- **TASK**
Could you copy the records below exactly, keeping none of the images?
#####
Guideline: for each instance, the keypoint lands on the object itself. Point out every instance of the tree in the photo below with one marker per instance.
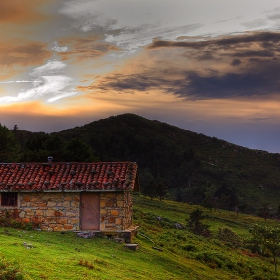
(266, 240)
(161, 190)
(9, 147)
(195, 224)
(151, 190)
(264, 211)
#####
- **TASK RESPONSE**
Guideline: for each instance, the keypoint lands on the object itself. Point out every instance of the tree in the photo below with one marker per instance.
(266, 240)
(161, 190)
(9, 147)
(195, 224)
(151, 190)
(264, 211)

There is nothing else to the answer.